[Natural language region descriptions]
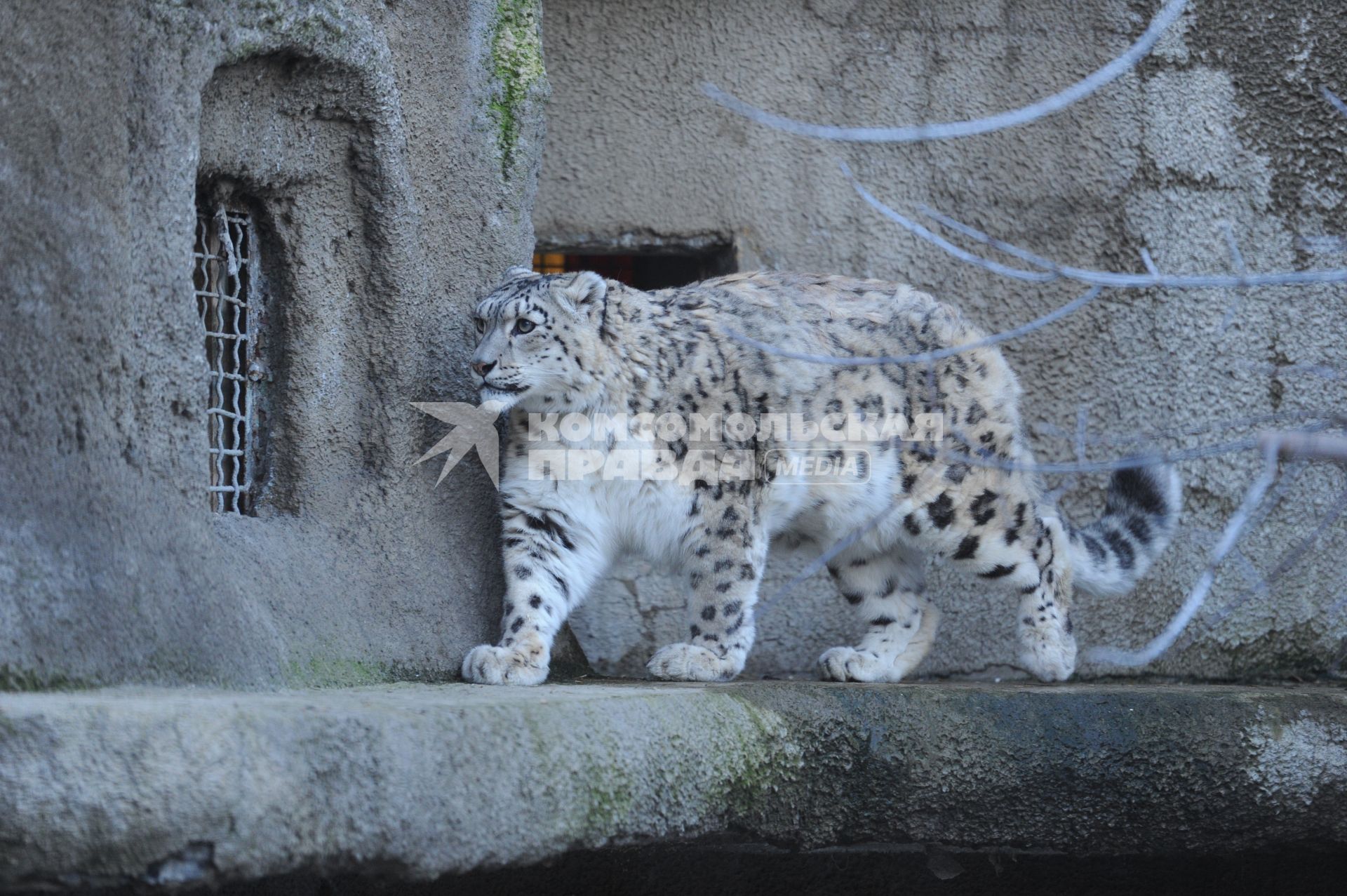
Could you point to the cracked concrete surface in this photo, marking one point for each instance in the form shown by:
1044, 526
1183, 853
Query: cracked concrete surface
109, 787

...

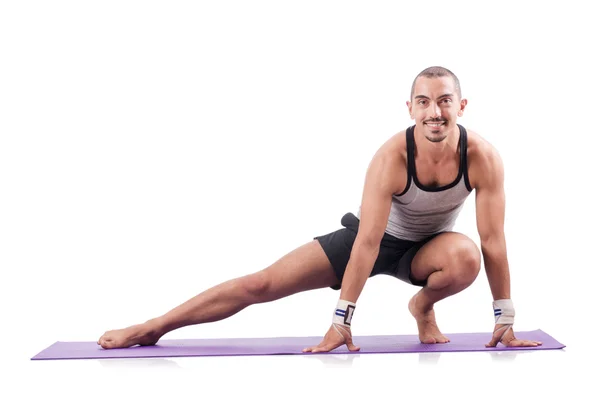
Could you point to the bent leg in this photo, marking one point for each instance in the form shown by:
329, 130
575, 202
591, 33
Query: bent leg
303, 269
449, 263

...

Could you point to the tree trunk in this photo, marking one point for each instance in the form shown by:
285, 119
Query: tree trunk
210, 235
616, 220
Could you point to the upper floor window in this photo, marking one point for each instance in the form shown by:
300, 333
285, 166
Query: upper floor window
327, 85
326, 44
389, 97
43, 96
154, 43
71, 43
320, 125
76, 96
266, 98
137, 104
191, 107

Assigned task >> Your answer should consist of every line from the entries that holds "shown".

Solved problem >>
Could you point to the cracked concrete surface in this photo, marking one point for each instance in the form shown by:
Could you point to the bent leg in this photo, marking one point for each instance in the form shown by:
Could you point to the tree trunk in this photo, marking one point for each instance in the form shown by:
Could you point to the upper floor window in this photo, marking one point for each instance in the form shown by:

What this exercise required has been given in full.